____ Excerto transcrito

10 comments | terça-feira, março 21, 2006

Foto de POS
Paranhos, Porto

...e porque nem sempre a vida é feita de sonetos, assinalo a data, de forma pouco ortodoxa, com o "Poema temperamental", de Joaquim Pessoa. Sem ofensa.


Poema temperamental

Ó caralho! Ó caralho!
Quem abateu estas aves?
Quem é que sabe? quem é
que inventou a pasmaceira?
Que puta de bebedeira
é esta que em nós se vem
já desde o ventre da mãe
e que tem a nossa idade?
Ó caralho! Ó caralho!
Isto de a gente sorrir
com os dentes cariados
esta coisa de gritar
sem ter nada na goela
faz-nos abrir a janela.
Faz doer a solidão.
Faz das tripas coração.
Ó caralho! Ó caralho!
Porque não vem o diabo
dizer que somos um povo
de heróicos analfabetos?
Na cama fazemos netos
porque os filhos não são nossos
são produtos do acaso
desde o sangue até aos ossos.
Ó caralho! Ó caralho!
Um homem mede-se aos palmos
se não há outra medida
e põe-se o dedo na ferida
se o dedo lá for preciso.
Não temos que ter juízo
o que é urgente é ser louco
quer se seja muito ou pouco.
Ó caralho! Ó caralho!
Porque é que os poemas dizem
o que os poetas não querem?
Porque é que as palavras ferem
como facas aguçadas
cravadas por toda a parte?
Porque é que se diz que a arte
é para certas camadas?
Ó caralho! Ó caralho!

________
____ Registos armazenados

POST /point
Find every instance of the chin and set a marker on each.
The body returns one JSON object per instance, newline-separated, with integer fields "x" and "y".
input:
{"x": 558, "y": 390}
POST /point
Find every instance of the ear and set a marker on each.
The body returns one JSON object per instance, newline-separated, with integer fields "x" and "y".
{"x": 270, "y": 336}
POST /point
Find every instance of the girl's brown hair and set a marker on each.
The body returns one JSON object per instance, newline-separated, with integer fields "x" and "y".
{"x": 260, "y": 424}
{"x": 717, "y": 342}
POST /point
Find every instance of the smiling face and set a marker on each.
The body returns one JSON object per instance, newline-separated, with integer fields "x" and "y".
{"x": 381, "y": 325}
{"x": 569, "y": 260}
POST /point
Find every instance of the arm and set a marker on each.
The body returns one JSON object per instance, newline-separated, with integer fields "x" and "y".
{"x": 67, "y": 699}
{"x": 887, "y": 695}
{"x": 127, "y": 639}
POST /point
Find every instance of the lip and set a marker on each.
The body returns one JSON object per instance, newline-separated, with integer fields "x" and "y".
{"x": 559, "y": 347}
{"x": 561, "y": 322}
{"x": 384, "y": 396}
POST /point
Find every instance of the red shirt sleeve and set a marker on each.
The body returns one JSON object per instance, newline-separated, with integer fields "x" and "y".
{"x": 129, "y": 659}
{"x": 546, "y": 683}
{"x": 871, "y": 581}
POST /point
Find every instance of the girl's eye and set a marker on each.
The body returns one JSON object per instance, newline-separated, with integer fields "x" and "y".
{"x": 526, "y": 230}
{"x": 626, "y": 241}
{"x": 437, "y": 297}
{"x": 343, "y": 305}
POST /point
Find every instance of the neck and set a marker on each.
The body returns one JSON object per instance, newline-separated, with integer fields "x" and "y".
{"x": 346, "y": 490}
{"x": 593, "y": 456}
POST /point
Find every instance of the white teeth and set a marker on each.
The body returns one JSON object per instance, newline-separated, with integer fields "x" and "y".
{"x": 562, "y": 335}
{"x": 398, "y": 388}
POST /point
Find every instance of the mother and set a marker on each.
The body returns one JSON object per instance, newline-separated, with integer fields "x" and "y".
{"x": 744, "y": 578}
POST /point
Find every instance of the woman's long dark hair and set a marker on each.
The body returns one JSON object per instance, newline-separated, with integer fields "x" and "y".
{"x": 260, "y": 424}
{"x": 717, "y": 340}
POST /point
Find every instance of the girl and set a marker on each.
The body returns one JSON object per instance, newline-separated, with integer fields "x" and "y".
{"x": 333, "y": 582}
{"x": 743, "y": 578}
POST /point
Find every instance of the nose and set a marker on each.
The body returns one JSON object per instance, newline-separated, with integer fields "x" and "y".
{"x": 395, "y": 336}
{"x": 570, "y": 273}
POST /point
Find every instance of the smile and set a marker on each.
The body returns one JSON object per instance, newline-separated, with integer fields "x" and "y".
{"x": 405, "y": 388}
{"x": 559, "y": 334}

________

- Tarefas:
[a] Indique se cada afirmação concorda com o texto do «Poema temperamental», citando as palavras decisivas: (i) a publicação tem 12 comentários; (ii) o poema é de Joaquim Pessoa; (iii) o poema afirma que os filhos são produtos do acaso.
[b] Enumere todos os versos do texto do «Poema temperamental» que começam por "Porque é que".
[c] Retome o texto do «Poema temperamental» a partir do ponto em que termina.
As entradas provêm de outra fonte.

- Problemas resolvidos:
[a]
(i) Não: "10 comments".
(ii) Sim: "de Joaquim Pessoa".
(iii) Sim: "são produtos do acaso".

[b]
- "Porque é que os poemas dizem"
- "Porque é que as palavras ferem"
- "Porque é que se diz que a arte"

[c]
Estes fatos por medida
que vestimos ao domingo
tiram-nos dias de vida
fazem guardar-nos segredos
e tornam-nos tão cruéis
que para comprar anéis
vendemos os próprios dedos.
Ó caralho! Ó caralho!
Falta mudar tanta coisa.
Falta mudar isto tudo!
Ser-se cego surdo e mudo
entre gente sem cabeça
não é desgraça completa.
É como ser-se poeta
sem que a poesia aconteça.
Ó caralho! Ó caralho!
Nunca ninguém diz o nome
do silêncio que nos mata
e andamos mortos de fome
(mesmo os que trazem gravata)
com um nó junto à garganta.
O mal é que a gente canta
quando nos põem a pata.
Ó caralho! Ó caralho!
O melhor era fingir
que não é nada connosco.
O melhor era dizer
que nunca mais há remédio
para a sífilis. Para o tédio.
Para o ócio e a pobreza.
Era melhor. Com certeza.
Ó caralho! Ó caralho!
Tudo são contas antigas.
Tudo são palavras velhas.
Faz-se um telhado sem telhas
para que chova lá dentro
e afogam-se os moribundos
dentro do guarda-vestidos
entre vaias e gemidos.
Ó caralho! Ó caralho!
Há gente que não faz nada
nem sequer coçar as pernas.
Há gente que não se importa
de viver feita aos bocados
com uma alma tão morta
que os mortos berram à porta
dos vivos que estão calados.
Ó caralho! Ó caralho!
Já é tempo de aprender
quanto custa a vida inteira
a comer e a beber
e a viver dessa maneira.
Já é tempo de dizer
que a fome tem outro nome.
Que viver já é ter fome.
Ó caralho! Ó caralho!

Ó caralho!

Joaquim Pessoa

10 Comments:

Blogger Viagem pelas ruas da amargura said...

Percebo-te, mas, por razões diversas, preferia o "Discurso do Filho da Puta"...

00:10

 
Blogger Jorge Simões said...

Boa lembrança do Dia Mundial da Poesia, embora, pessoalmente, não comemore dia mundial nenhum.
Quanto ao poema, é um pouco longo, incontido... Suponho que seja a intenção. Então, por aí nada de mal. Mas a repetição do refrão transporta-o directamente para o ranking da poesia menor, o que é pena, visto que está bem feito e contém boas ideias.
Abraço.

13:50

 
Blogger POS said...

Esse comentário só serve para estragar o ambiente. Poesia maior ou menor? E daí?... "Por que é que se diz que a arte/ é para certas camadas?"...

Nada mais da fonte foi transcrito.